## TASK DIRECTIONS:
Starting at the line that contains "Evidence requested. The crumpled" and continuing through the end of the records, copy the lines with "exact" swapped for "precise" and nothing else changed.

--- RECORDS FOR THE TASK ---

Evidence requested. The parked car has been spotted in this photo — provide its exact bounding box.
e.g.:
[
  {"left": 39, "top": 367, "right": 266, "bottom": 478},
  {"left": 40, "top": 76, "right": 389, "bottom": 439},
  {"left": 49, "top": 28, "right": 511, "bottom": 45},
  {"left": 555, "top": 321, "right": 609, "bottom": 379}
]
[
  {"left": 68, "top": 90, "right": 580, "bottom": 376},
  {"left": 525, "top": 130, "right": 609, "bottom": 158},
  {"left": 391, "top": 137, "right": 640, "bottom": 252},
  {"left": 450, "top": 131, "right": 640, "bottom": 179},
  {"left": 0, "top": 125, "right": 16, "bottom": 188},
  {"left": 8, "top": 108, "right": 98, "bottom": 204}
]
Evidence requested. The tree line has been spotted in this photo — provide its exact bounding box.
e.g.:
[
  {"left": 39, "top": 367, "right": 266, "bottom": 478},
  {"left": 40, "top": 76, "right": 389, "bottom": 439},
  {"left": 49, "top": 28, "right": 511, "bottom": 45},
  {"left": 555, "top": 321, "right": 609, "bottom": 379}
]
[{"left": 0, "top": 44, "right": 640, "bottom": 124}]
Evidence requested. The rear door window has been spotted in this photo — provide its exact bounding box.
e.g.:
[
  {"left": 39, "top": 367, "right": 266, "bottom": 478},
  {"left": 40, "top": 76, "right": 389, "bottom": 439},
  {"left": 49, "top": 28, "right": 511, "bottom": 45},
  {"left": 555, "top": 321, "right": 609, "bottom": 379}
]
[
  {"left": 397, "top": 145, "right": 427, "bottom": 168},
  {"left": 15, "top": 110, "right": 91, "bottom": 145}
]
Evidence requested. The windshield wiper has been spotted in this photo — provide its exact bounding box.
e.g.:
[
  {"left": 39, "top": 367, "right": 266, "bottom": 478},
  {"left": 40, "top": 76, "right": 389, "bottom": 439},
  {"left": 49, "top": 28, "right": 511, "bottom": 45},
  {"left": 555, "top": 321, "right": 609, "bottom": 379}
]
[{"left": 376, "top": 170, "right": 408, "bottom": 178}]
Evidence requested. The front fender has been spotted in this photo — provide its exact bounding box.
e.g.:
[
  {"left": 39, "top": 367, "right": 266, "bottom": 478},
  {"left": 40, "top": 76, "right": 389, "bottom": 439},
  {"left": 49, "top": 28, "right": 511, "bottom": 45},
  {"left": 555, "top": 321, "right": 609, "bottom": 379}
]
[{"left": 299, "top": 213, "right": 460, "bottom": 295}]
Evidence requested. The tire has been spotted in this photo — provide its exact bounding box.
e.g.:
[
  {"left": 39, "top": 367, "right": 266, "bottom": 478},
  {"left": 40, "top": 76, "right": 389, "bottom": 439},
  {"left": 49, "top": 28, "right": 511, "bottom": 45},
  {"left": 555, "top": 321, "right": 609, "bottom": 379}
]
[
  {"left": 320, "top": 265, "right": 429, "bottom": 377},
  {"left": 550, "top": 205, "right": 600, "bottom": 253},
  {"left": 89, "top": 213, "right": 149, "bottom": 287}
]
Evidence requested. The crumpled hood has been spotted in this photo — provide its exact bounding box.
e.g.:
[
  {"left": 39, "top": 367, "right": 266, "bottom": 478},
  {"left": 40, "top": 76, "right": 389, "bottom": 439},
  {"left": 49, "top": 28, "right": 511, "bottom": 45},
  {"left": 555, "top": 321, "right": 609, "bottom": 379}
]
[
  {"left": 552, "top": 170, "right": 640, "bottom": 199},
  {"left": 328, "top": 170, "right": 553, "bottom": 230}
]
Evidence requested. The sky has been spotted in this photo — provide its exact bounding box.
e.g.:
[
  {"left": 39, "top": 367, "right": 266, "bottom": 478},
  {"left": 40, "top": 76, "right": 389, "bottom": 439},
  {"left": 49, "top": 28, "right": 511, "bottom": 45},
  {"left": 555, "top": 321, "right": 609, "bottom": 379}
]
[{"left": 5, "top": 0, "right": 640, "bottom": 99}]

---

## FINAL RESULT:
Evidence requested. The crumpled hood has been spotted in this photo — provide its precise bounding box.
e.g.:
[
  {"left": 39, "top": 367, "right": 266, "bottom": 478},
  {"left": 40, "top": 76, "right": 389, "bottom": 439},
  {"left": 49, "top": 28, "right": 511, "bottom": 45},
  {"left": 555, "top": 321, "right": 609, "bottom": 379}
]
[
  {"left": 552, "top": 170, "right": 640, "bottom": 199},
  {"left": 328, "top": 170, "right": 553, "bottom": 230}
]
Evidence requested. The sky has been spotted in this photo — provide its precise bounding box.
e.g.:
[
  {"left": 39, "top": 367, "right": 266, "bottom": 478},
  {"left": 40, "top": 76, "right": 389, "bottom": 439},
  {"left": 49, "top": 28, "right": 511, "bottom": 45},
  {"left": 555, "top": 321, "right": 609, "bottom": 379}
]
[{"left": 5, "top": 0, "right": 640, "bottom": 99}]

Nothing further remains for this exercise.